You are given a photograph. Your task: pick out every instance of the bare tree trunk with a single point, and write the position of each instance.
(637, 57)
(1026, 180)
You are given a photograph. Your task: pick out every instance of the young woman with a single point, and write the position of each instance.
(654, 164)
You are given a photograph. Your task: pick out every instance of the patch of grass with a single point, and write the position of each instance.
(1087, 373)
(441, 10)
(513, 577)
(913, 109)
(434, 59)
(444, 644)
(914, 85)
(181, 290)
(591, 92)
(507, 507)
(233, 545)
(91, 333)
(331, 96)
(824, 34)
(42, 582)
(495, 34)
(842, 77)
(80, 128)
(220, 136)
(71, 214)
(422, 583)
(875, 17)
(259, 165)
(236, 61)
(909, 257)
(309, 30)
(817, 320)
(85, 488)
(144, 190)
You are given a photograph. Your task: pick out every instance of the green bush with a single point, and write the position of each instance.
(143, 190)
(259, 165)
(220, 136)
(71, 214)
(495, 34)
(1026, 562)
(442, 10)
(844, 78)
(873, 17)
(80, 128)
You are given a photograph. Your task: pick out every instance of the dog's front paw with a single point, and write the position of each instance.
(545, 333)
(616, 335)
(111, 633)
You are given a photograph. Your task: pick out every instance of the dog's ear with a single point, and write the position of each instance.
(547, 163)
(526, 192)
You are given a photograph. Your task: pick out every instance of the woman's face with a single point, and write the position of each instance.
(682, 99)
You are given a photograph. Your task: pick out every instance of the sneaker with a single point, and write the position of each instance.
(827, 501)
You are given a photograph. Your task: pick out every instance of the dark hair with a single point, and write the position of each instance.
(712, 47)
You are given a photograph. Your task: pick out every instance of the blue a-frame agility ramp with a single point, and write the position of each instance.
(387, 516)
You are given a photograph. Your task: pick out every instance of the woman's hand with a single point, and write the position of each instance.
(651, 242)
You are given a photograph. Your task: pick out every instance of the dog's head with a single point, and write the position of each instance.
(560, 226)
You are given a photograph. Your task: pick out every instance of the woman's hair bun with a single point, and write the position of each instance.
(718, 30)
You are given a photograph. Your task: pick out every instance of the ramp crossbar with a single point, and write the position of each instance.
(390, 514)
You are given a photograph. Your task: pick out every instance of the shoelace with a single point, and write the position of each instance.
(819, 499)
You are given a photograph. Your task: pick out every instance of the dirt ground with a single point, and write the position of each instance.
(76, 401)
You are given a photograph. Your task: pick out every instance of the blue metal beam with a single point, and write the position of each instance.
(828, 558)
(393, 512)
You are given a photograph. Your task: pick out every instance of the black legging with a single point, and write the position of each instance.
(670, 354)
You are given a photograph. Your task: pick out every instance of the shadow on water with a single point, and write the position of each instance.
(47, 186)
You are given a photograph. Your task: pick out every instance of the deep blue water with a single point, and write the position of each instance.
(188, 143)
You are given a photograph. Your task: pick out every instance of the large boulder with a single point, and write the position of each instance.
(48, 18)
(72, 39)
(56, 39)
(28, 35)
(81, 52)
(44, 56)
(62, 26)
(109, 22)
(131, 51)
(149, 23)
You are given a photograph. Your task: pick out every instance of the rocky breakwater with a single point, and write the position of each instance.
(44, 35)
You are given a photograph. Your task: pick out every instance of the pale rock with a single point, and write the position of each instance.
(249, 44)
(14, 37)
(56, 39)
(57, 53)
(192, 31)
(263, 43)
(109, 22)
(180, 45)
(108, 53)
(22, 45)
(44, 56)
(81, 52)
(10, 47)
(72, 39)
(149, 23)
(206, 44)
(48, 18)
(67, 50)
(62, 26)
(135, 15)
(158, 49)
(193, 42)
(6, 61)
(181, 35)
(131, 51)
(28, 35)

**Zadanie do wykonania**. Proszę zapisać całość powyższych danych jako listę JSON złożoną z ciągów znaków, po jednym dla każdego wiersza, z pominięciem wierszy pustych.

**Rozwiązanie zadania**.
[
  "You are given a photograph. Your task: pick out every instance of the bare tree trunk with a single point, and write the position of each instance.",
  "(637, 57)",
  "(1026, 180)",
  "You are given a photograph. Your task: pick out every instance of the young woman with a single point, and write the position of each instance.",
  "(654, 164)",
  "You are given a photograph. Your task: pick out every instance of the patch of grass with a single point, and write the position of each instance.",
  "(1087, 373)",
  "(441, 10)",
  "(513, 577)",
  "(913, 109)",
  "(434, 59)",
  "(444, 644)",
  "(914, 85)",
  "(181, 290)",
  "(591, 92)",
  "(507, 507)",
  "(233, 545)",
  "(91, 333)",
  "(331, 96)",
  "(824, 34)",
  "(42, 582)",
  "(495, 34)",
  "(842, 77)",
  "(80, 128)",
  "(220, 136)",
  "(71, 214)",
  "(422, 583)",
  "(875, 17)",
  "(259, 165)",
  "(236, 61)",
  "(909, 257)",
  "(309, 30)",
  "(817, 320)",
  "(85, 488)",
  "(144, 190)",
  "You are given a photograph. Your task: pick out every instance of the green bush with a single point, and write the position of each instance.",
  "(143, 190)",
  "(259, 165)",
  "(220, 136)",
  "(71, 214)",
  "(495, 34)",
  "(1026, 562)",
  "(442, 10)",
  "(844, 78)",
  "(873, 17)",
  "(80, 128)",
  "You are given a photograph. Your task: pick out every instance of the dog's front paw with a single point, and write the position of each instance.",
  "(545, 333)",
  "(616, 335)",
  "(111, 633)",
  "You are given a photograph. Your task: pick out every instance of the dog's ear with a single point, and write the position of each instance.",
  "(547, 163)",
  "(526, 192)",
  "You are given a photograph. Your task: pick out every instance of the woman's face with a single point, and write the position of each instance.",
  "(682, 99)",
  "You are given a photograph. Your task: pick out every instance of the sneaker with a single point, and write the position of each instance.",
  "(827, 501)",
  "You are given a photograph. Your task: pick out every instance of the dark hair with a single point, and write the position of each instance.",
  "(712, 47)",
  "You are given a photograph. Your task: pick out every instance of the blue a-frame agility ramp with a single point, and write the position of each instance.",
  "(387, 516)",
  "You are given a photograph. Your task: pick out every instance of the woman's hand with a single point, and write the position of each instance.",
  "(651, 242)",
  "You are given a photograph. Your task: pick out every instance of the dog's head with a single point, and write the position of each instance.",
  "(560, 226)",
  "You are given a photograph. Your task: pick out every instance of the woman's hair bun with a single point, and write the position of each instance.",
  "(718, 30)",
  "You are given a photograph. Your task: pick out every instance of the ramp crossbar with a single point, and write the position of each instance.",
  "(390, 514)",
  "You are given a photograph. Your task: pick out every instance of the shoelace with a single point, and write the position of each instance.",
  "(819, 499)",
  "You are given a photograph. Your task: pick out every instance of the dirt ground with a single point, and write the position of each instance.",
  "(76, 401)",
  "You are given a photograph. Your task: pick out every instance of the blue metal beam with a single point, and write the position of each instance.",
  "(828, 558)",
  "(393, 512)",
  "You are given a photograph. Your task: pick out every instance of the black legging with a single point, and write the position of each instance.",
  "(670, 354)",
  "You are given a photograph. Your task: pick out every instance of the shadow on water with a single point, and write the position of each instance.",
  "(47, 186)",
  "You are given a photograph. Your task: pick out every instance of the deep blue water with a single point, and write the position of each instance.",
  "(188, 143)",
  "You are given a photograph. Your task: pick out every instance of the large boulder with a single point, and write the position of each instance.",
  "(48, 18)",
  "(72, 39)",
  "(56, 39)",
  "(28, 35)",
  "(81, 52)",
  "(44, 56)",
  "(62, 26)",
  "(109, 22)",
  "(131, 51)",
  "(149, 23)",
  "You are given a photograph. Your task: pick out every instance of the rocky breakwater with a single point, and write the position of each instance.",
  "(44, 35)",
  "You are given a photograph. Your task: pick out every instance of the pale rock with a single point, and write the position of each instance.",
  "(249, 44)",
  "(14, 37)",
  "(56, 39)",
  "(57, 53)",
  "(192, 31)",
  "(263, 43)",
  "(109, 22)",
  "(180, 45)",
  "(108, 53)",
  "(22, 45)",
  "(44, 56)",
  "(81, 52)",
  "(10, 47)",
  "(72, 39)",
  "(149, 23)",
  "(206, 44)",
  "(48, 18)",
  "(67, 50)",
  "(62, 26)",
  "(135, 15)",
  "(158, 49)",
  "(193, 42)",
  "(6, 61)",
  "(181, 35)",
  "(131, 51)",
  "(28, 35)"
]